Find every line of the records containing the string "magenta", matching case exactly, and copy each of those lines.

***

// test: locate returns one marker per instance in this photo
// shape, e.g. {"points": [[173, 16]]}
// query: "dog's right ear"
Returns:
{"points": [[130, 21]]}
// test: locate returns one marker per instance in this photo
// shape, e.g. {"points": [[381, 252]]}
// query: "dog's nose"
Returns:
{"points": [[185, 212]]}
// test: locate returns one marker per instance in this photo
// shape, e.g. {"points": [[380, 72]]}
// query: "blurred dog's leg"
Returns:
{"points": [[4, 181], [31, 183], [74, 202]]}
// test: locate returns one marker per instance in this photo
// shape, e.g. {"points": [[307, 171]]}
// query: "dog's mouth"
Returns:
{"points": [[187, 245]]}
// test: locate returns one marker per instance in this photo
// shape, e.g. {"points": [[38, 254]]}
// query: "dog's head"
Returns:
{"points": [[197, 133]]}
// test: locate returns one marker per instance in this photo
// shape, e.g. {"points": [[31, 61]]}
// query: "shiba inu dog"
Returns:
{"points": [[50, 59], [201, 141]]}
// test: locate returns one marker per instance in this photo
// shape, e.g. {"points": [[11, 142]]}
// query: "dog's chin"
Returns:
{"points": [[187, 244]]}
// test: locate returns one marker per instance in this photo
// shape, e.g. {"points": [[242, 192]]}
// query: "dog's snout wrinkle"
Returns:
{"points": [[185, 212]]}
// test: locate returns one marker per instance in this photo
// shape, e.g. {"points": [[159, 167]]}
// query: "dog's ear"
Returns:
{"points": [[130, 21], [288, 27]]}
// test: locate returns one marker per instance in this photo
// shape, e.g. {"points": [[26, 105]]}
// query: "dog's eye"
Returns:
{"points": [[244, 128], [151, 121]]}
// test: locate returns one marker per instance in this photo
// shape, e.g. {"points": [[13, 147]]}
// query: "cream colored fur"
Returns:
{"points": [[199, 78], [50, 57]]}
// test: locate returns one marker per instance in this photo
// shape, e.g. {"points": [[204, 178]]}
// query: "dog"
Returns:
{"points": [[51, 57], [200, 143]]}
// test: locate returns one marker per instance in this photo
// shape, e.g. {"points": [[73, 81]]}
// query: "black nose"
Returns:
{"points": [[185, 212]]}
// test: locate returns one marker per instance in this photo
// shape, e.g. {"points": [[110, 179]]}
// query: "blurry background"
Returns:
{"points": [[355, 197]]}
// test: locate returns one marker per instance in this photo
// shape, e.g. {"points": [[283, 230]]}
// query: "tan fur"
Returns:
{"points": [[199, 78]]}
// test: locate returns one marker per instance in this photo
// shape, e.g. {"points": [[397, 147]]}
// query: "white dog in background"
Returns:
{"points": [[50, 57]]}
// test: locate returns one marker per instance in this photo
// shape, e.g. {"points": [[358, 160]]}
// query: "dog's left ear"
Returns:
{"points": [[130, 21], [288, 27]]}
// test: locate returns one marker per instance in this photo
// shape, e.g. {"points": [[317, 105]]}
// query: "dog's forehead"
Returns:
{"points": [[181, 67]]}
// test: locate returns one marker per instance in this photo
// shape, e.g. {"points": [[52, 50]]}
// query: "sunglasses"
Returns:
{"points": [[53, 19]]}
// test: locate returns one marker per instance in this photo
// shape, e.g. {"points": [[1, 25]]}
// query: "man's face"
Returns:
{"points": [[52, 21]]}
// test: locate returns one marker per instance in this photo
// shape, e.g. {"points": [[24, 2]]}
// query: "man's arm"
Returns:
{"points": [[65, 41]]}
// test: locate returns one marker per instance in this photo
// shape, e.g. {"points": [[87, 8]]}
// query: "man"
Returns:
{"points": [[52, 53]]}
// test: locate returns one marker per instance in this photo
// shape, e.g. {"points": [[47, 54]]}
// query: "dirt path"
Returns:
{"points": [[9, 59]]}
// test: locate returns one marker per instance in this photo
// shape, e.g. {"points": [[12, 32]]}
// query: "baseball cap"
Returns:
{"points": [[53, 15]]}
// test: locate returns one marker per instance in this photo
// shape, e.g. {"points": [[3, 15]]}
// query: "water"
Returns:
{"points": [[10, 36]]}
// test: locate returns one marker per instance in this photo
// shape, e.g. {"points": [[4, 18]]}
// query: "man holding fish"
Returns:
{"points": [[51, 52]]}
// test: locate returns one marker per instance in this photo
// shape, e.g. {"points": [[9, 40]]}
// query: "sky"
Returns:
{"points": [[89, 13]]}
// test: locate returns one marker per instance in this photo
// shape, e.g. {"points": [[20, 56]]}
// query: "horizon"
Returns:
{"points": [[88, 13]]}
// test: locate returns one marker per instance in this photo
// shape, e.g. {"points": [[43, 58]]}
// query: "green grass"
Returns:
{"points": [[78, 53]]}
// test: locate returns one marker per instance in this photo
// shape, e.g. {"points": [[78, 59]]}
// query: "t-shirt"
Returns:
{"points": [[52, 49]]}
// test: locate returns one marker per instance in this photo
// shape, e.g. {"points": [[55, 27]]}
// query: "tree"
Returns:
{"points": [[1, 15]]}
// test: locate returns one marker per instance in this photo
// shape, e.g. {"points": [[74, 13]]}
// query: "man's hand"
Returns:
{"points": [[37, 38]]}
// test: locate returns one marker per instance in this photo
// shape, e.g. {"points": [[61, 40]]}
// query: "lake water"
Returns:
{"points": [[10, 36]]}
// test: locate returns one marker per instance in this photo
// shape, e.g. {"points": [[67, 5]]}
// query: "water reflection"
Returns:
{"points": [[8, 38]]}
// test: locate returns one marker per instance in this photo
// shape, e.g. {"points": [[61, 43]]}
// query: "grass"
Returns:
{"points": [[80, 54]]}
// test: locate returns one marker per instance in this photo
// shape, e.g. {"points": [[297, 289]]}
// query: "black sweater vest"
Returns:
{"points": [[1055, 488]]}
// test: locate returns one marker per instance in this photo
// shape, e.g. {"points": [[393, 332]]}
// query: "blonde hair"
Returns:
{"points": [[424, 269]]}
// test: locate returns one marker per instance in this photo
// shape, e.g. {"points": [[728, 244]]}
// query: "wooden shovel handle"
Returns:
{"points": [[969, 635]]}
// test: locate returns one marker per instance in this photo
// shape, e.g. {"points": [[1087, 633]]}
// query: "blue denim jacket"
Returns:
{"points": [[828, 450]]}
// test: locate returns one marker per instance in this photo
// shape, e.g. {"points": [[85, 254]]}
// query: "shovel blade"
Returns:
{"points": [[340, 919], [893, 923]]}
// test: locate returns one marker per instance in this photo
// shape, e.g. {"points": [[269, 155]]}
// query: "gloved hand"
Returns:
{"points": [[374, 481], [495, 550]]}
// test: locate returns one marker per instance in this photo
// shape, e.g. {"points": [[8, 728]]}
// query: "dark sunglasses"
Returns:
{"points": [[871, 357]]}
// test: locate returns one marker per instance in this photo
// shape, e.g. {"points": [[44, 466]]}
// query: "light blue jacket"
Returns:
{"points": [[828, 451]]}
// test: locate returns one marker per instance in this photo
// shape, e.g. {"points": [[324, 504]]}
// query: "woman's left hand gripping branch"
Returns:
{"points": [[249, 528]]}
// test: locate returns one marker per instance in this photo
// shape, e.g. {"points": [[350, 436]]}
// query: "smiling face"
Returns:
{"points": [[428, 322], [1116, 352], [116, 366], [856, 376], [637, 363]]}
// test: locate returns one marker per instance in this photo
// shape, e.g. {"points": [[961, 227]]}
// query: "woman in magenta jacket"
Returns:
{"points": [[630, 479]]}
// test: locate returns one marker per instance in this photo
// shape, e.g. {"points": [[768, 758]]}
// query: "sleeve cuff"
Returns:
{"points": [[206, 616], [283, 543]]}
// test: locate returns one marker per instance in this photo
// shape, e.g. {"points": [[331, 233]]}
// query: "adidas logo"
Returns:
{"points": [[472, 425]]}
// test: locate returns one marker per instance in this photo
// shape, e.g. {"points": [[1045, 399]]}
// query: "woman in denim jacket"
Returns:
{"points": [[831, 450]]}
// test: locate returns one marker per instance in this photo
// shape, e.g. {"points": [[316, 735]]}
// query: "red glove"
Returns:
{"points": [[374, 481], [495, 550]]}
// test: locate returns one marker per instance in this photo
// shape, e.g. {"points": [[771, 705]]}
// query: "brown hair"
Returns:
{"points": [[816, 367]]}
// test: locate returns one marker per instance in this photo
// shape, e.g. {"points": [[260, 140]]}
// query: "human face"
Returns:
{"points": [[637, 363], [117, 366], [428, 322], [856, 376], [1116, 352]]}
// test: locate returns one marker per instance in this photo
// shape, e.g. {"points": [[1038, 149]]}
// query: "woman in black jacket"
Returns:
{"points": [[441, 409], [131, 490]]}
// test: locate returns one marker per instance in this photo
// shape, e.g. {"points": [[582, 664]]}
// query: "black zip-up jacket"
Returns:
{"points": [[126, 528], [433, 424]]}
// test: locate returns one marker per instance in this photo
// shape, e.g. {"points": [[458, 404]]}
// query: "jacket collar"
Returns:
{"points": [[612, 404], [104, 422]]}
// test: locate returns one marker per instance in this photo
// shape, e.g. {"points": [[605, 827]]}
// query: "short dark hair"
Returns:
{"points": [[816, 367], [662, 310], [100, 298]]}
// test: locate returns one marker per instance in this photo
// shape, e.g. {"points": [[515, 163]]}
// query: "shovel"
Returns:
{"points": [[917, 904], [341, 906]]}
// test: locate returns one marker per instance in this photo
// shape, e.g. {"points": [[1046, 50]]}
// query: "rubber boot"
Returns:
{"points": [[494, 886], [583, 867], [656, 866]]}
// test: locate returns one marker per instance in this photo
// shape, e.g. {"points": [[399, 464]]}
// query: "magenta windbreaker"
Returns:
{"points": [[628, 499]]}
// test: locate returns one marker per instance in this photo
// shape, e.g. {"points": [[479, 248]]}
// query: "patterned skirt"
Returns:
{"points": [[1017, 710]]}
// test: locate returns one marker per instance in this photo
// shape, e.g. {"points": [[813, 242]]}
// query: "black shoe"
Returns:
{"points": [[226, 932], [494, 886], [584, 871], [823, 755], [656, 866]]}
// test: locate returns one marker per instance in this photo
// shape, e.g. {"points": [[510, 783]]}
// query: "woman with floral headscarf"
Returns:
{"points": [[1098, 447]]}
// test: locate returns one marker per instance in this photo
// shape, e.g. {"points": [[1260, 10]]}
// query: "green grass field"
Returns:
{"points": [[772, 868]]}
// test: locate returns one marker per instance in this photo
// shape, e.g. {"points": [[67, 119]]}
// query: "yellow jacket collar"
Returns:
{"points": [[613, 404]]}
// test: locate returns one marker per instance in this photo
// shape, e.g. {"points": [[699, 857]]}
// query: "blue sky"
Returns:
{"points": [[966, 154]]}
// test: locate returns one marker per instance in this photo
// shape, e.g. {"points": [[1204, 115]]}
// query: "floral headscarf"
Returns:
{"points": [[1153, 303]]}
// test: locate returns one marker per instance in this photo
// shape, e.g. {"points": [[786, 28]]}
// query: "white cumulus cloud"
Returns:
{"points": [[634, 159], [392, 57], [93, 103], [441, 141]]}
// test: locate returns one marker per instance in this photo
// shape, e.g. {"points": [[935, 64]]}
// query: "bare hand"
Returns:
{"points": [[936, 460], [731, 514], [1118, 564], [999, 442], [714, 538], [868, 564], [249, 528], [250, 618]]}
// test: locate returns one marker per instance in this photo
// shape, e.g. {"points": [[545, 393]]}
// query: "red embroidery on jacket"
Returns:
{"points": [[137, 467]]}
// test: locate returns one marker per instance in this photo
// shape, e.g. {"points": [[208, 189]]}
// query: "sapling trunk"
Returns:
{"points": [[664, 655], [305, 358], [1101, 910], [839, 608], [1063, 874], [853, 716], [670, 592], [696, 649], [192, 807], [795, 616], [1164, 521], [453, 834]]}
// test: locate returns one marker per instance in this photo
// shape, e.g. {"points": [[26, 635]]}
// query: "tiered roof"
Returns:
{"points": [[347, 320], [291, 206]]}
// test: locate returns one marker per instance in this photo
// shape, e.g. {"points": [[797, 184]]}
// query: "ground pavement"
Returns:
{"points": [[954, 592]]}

***

### Final result
// query: "woman in magenta jacket"
// query: "magenta windbreaker"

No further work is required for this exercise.